### Passage cité
Lors d’une rencontre avec la diaspora ivoirienne à Paris lundi 24 novembre, Tidjane Thiam n’a pas mâché ses mots. Critiquant vivement la gestion des indicateurs de développement humain en Côte d’Ivoire, il a dénoncé l’écart entre les richesses du pays et le niveau de vie des populations, tout en réaffirmant sa volonté de briguer la présidence en 2025 pour impulser un véritable changement.
« J’ai consulté mes statistiques, et en matière de Développement Humain, la Côte d’Ivoire, notre pays, était classée 166e. Cela a déclenché un tollé, car certains ont rétorqué que nous ne sommes pas 166e, mais 159e.
Admettons ! Je leur concède la 159e place. Mais soyons honnêtes : c’est toujours un classement médiocre. Être 159e sur 193 pays, ce n’est pas un bon résultat, surtout quand on considère que nous devrions être, au minimum, à la 135e place si notre niveau de richesse ou de pauvreté relative était correctement traduit.
Un gouvernement qui ne ferait rien d’extraordinaire devrait, par simple logique, permettre au pays d’être mieux classé en Développement Humain. Le rang qu’occupe aujourd’hui la Côte d’Ivoire est l’un des pires au monde.

### À faire
(A) Selon le passage cité, quelle place la Côte d’Ivoire devrait-elle occuper au minimum en développement humain, d’après Tidjane Thiam ?
(B) Traduisez en anglais cette phrase du passage cité : « Le rang qu’occupe aujourd’hui la Côte d’Ivoire est l’un des pires au monde. »
(C) Rédigez la suite du passage cité sur le développement humain en Côte d’Ivoire, en reprenant après sa dernière phrase.

### Données fournies
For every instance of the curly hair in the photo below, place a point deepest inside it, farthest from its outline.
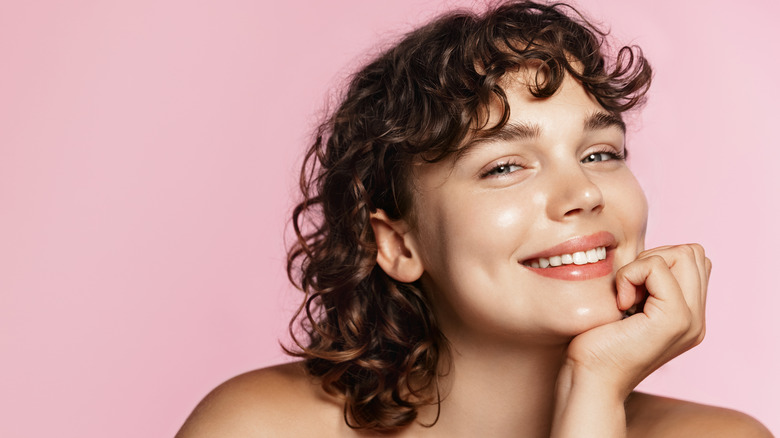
(372, 340)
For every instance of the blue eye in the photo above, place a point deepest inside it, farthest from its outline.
(601, 156)
(502, 169)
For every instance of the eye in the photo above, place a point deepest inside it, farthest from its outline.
(502, 169)
(602, 156)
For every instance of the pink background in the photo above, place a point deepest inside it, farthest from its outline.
(148, 155)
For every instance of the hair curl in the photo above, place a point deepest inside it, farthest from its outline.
(371, 339)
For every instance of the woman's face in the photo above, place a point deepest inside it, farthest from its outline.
(552, 184)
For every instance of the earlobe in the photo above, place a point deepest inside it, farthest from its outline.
(396, 248)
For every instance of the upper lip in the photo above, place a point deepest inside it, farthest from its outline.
(576, 244)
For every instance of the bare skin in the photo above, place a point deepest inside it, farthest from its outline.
(282, 401)
(534, 354)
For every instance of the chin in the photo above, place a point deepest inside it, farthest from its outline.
(585, 318)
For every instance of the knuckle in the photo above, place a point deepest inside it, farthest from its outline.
(686, 251)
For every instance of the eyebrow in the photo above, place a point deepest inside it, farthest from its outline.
(601, 120)
(511, 131)
(516, 131)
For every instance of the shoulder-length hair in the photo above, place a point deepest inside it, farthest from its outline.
(370, 339)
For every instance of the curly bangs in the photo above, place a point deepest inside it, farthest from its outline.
(371, 340)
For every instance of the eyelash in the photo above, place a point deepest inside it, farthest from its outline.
(611, 153)
(497, 169)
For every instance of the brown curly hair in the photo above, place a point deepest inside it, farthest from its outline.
(373, 340)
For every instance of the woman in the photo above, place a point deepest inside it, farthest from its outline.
(471, 246)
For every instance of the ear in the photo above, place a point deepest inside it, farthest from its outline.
(396, 248)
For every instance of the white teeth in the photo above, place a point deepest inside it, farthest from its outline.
(578, 258)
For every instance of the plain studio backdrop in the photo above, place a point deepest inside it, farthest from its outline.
(149, 153)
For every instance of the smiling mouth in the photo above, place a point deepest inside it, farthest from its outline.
(578, 258)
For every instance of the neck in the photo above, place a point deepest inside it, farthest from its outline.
(497, 390)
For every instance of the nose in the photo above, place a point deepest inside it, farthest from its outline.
(573, 193)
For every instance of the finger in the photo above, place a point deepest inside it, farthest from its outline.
(654, 273)
(682, 262)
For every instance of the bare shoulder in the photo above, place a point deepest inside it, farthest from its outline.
(654, 416)
(277, 401)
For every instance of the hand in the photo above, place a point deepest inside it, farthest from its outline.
(604, 364)
(623, 353)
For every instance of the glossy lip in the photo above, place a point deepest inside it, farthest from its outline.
(574, 272)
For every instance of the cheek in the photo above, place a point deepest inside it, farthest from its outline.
(633, 209)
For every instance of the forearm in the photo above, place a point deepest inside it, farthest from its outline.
(586, 406)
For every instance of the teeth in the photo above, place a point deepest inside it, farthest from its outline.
(578, 258)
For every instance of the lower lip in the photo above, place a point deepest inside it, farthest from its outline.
(574, 272)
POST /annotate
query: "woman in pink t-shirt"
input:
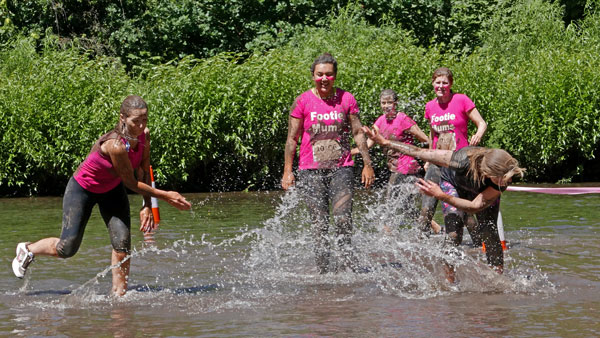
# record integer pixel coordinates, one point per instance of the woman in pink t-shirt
(119, 159)
(448, 114)
(397, 126)
(323, 118)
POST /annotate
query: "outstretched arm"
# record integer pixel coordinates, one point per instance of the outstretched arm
(438, 157)
(291, 142)
(143, 175)
(370, 144)
(418, 133)
(118, 155)
(368, 175)
(480, 202)
(481, 126)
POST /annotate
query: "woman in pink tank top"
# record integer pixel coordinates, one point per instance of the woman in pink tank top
(324, 117)
(119, 159)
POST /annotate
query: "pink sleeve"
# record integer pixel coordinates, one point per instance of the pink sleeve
(468, 104)
(379, 121)
(408, 121)
(352, 104)
(297, 109)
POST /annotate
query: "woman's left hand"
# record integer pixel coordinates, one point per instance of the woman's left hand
(146, 219)
(429, 188)
(368, 176)
(475, 139)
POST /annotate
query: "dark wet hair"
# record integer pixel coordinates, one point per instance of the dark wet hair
(324, 58)
(132, 102)
(389, 92)
(443, 71)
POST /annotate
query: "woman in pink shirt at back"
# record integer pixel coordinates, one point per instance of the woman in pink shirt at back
(325, 117)
(448, 114)
(397, 126)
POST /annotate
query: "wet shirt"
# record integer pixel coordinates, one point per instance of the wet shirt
(325, 129)
(97, 174)
(458, 174)
(449, 121)
(397, 130)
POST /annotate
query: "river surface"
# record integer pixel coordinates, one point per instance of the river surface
(241, 265)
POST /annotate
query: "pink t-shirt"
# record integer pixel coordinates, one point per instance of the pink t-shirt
(450, 118)
(397, 130)
(96, 172)
(325, 129)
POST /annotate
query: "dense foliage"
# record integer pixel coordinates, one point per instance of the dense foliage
(220, 122)
(155, 31)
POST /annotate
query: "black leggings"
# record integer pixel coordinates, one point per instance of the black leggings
(486, 230)
(321, 187)
(77, 208)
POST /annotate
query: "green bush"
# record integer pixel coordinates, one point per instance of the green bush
(220, 123)
(53, 106)
(534, 82)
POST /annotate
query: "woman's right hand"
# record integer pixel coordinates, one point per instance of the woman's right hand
(175, 199)
(287, 180)
(375, 136)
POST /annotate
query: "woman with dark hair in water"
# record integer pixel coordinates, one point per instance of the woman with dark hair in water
(324, 117)
(119, 159)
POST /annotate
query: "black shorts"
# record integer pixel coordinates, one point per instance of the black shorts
(77, 208)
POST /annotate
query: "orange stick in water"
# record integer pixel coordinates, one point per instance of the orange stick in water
(149, 235)
(154, 201)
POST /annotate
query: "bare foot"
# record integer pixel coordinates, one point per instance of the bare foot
(450, 273)
(435, 227)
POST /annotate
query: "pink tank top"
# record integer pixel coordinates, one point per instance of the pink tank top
(97, 174)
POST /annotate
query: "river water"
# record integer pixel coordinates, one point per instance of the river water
(241, 265)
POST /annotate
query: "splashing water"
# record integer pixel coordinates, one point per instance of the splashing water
(274, 263)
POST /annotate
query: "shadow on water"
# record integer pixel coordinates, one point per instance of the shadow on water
(274, 263)
(244, 265)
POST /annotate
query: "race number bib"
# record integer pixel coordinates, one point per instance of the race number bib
(446, 141)
(327, 150)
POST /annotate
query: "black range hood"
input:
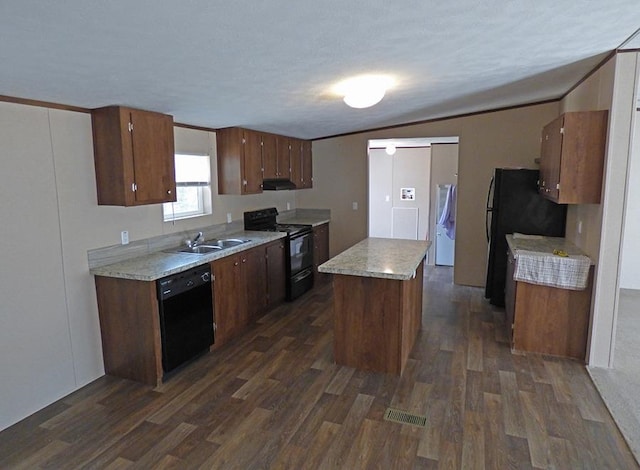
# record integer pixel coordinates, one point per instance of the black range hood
(277, 184)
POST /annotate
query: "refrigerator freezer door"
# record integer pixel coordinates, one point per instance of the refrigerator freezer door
(517, 207)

### Résultats de l'exercice
(A) La 135e place.

(B) The rank that Côte d’Ivoire holds today is one of the worst in the world.

(C)
Regardons les exemples autour de nous : le Rwanda est classé 9 places au-dessus de ce que son niveau de richesse pourrait laisser supposer, le Togo 8 places au-dessus. Ces pays traduisent mieux leurs ressources en développement humain.
La richesse en Côte d’Ivoire est créée par les Ivoiriens : les travailleurs, les paysans qui produisent le cacao, les transporteurs, etc. Le rôle de l’État est de transformer cette richesse en Développement Humain pour ceux qui la produisent. C’est aussi simple que cela.
En prenant tout cela en compte, il est clair que notre pays obtient une mauvaise note. En 1999, sous le PDCI-RDA, la Côte d’Ivoire était classée 129e. Cela prouve qu’il est possible de faire mieux, car nous l’avons déjà fait par le passé.
Vous pouvez même regarder les programmes de société de leaders comme Ousmane Sonko ou Diomaye Faye au Sénégal. Ils mettent en avant l’objectif d’améliorer l’IDH de leur pays. Mais ici, en Côte d’Ivoire, il y a des ministres qui vont jusqu’à dire qu’ils se fichent de l’IDH !
Ces ministres sont pourtant payés avec l’argent du contribuable. Comment un responsable peut-il affirmer qu’il se moque de l’éducation, du développement ou de l’espérance de vie d’un pays ? Cela doit changer, et c’est pourquoi je veux être président en 2025 : pour transformer cette situation.
(…) J’ai également parlé de réconciliation nationale. J’ai plus de crédibilité pour en parler et plus de chances de réussir, car j’ai fait mes preuves. À Odienné, j’ai déclaré que je suis le premier président musulman du PDCI. Ce n’est pas la religion que je mets en avant, mais le fait que mon élection a fermé la bouche à ceux qui qualifiaient le PDCI-RDA de parti anti-musulmans. Cela a permis de résoudre ce problème. »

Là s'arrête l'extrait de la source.